> [DESCRIPTION OF THE TASK]: Copy each of the items below word for word, leaving out the pictures.
— begin GIVEN RECORDS —
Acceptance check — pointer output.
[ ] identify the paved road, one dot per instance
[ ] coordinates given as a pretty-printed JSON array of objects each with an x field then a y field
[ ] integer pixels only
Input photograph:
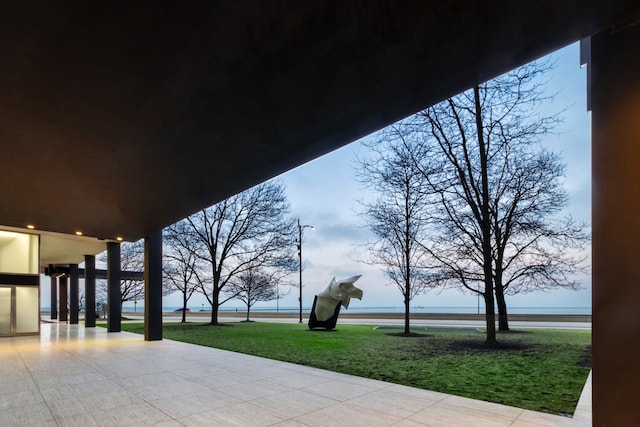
— end GIVEN RECORDS —
> [EXERCISE OUTPUT]:
Acceptance check — pointer output.
[ ] identify the paved road, one dot per instance
[ ] coordinates given as a pretty-printed JSON array of objects each with an x field then a y field
[ ] integer pixels only
Input photograph:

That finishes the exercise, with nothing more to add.